Problem set>
[1] According to the passage on Vonones and the Parthians, where did Artabanus III grow up?
[2] List every specific place name that appears in the passage on Vonones and the Parthians, leaving out the general phrase "the East".
[3] Write a continuation of the passage on Vonones, Tiberius and Archelaus, starting after its final sentence.

Document section>
-- -- --

It had started back in 15, when the Parthians expelled their king, Vonones.
Although I’ve also read 12.
Vonones was the eldest son of Phraates iv and had been handed over to Augustus as a hostage in the 20s BCE along with his three brothers.
After the assassination of Orodes III in about 6 CE, the Parthians applied to Augustus for a new King from the house of Arsaces.
Augustus sent them Vonones I, but they ended up hating him; he had been educated as a Roman, and was despised by the Parthian nobility as a Roman stooge.
“Where,” they asked, “was the glory of the men who slew Crassus, who drove out Antonius, if Caesar’s drudge, after an endurance of so many years’ slavery, were to rule over Parthians.”
The Parthians summoned Artabanus III, another Arsacid prince, who had grown up in Scythia.
He came and kicked out Vonones, who went into exile in Armenia where the throne happened to be vacant and he said “that’ll do pig, that’ll do”.
But Tiberius refused to recognize him as king, while Artabanus too showed no signs of accepting the situation.
The governor of Syria, Silanus, afraid that he might find himself involved in a Parthian war in defence of Vonones’ claim, summoned him to Syria and kept him under guard, albeit with the honour due to his rank.
For the moment Tiberius did nothing, because other problems besides that of Armenia soon arose in the East.
The empire had just acquired a new province, Cappadocia, which had been ruled for fifty years by its king, Archelaus.
Tiberius had once defended Archelaus, but during his voluntary exile at Rhodes, Archelaus hadn’t come to visit.
He didn’t text. Didn’t reply to his Snapchat dick pix.
Archelaus had been told by friends of Augustus that Gaius Caesar going to be THE MAN and being too nice to the disgraced Tiberius might be dangerous.
Tiberius remembered, and he did NOT forgive.

-- -- --

Items from a data source>
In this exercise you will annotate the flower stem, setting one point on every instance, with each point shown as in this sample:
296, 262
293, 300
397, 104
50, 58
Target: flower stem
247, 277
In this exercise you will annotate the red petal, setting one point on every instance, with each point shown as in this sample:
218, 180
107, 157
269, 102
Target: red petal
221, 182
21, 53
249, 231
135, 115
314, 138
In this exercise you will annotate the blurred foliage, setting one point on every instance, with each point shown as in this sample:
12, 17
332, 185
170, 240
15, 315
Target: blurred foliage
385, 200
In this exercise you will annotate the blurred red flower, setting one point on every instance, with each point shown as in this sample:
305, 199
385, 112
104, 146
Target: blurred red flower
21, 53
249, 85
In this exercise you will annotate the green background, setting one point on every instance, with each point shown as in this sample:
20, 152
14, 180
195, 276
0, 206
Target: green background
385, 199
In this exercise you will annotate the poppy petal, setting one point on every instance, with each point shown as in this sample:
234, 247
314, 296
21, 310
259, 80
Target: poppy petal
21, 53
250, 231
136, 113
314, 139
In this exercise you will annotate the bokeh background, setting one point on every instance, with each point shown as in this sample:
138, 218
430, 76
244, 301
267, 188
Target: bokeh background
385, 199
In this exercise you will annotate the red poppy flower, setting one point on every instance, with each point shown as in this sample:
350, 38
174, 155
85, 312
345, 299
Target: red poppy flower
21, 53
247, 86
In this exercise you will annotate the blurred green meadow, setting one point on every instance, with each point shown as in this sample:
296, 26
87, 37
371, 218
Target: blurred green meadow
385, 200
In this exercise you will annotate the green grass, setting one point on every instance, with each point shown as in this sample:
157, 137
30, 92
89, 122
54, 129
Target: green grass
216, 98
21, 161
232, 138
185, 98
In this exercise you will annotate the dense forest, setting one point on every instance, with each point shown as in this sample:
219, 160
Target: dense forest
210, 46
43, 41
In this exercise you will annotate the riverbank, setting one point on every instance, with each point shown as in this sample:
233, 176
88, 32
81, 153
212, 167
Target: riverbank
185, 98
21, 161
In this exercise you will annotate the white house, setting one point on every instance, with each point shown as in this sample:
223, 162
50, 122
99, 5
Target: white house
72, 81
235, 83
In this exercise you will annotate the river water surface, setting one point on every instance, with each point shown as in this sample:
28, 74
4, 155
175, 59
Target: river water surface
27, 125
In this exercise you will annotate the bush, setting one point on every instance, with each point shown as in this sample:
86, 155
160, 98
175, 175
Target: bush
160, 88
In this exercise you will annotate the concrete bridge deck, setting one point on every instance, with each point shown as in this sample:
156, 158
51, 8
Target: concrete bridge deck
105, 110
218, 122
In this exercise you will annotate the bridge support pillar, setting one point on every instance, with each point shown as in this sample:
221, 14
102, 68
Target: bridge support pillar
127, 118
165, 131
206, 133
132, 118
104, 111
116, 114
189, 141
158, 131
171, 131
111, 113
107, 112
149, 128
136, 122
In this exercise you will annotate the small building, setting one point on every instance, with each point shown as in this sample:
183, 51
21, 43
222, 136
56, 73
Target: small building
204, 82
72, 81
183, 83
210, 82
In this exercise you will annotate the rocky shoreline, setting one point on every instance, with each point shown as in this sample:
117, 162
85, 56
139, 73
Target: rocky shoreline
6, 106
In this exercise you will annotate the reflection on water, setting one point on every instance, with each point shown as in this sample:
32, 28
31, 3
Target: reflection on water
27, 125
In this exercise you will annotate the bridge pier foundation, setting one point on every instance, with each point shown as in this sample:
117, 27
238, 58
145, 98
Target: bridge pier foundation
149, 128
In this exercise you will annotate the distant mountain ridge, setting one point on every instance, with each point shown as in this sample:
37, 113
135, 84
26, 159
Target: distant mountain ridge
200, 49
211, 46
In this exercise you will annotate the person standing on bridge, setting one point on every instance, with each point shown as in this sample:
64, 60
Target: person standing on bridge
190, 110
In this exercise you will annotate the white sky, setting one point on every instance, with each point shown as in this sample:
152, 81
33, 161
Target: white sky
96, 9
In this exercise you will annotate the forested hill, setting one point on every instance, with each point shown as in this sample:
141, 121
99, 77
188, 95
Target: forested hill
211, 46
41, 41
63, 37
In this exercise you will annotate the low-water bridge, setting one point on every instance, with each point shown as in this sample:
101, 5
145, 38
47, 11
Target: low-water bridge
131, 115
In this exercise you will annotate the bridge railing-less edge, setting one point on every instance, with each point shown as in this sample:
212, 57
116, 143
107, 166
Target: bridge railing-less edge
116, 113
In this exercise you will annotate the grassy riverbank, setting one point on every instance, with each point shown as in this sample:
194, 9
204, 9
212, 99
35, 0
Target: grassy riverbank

-- -- --

Results by task>
[1] Artabanus III grew up in Scythia.

[2] Scythia, Armenia, Syria, Cappadocia, Rhodes

[3]
there was a shortage of funds for military pay
And now Archelaus was at his mercy.
Livia wrote to him, summoning him to Rome.
The letter did not attempt to gloss over Tiberius’ hostility, but promised that the king could hope for clemency if he came to Rome to plead his cause in person.
Archelaus quickly obeyed, but was coldly received by Tibbo and soon found himself accused before the senate, on what charge is uncertain.
Some say plotting revolution.
Anxiety and old age did their work, and Archelaus died before any verdict was reached, either a natural death or by his own hand.
Tiberius declared his intention of turning the kingdom into a province and announced that the new revenues would make it possible to reduce the tax on the sale of goods throughout the empire from 1 per cent to 1/2 per cent.
At the same time the deaths of Antiochus iii of Commagene and Philopator ii of Cilicia had led to trouble in their kingdoms, where the nobles were eager for Roman rule but the mass of the people was loyal to the dynasties.
The provinces of Syria and Judaea too were clamouring for a reduction in their tribute.
So the time had come for a member of the princeps’ family to visit Asia Minor and make some attempt to restore order.
Tiberius raised the question in the senate and argued that the problems of the Orient could be solved only by the wisdom of Germanicus.
He claimed he was too old for the task, his other son Drusus too young.
Although Drusus would have been about 30 at this stage so give me a break.
Germanicus was only a year older than him.
Tiberius’ reasons for this choice were no doubt complex.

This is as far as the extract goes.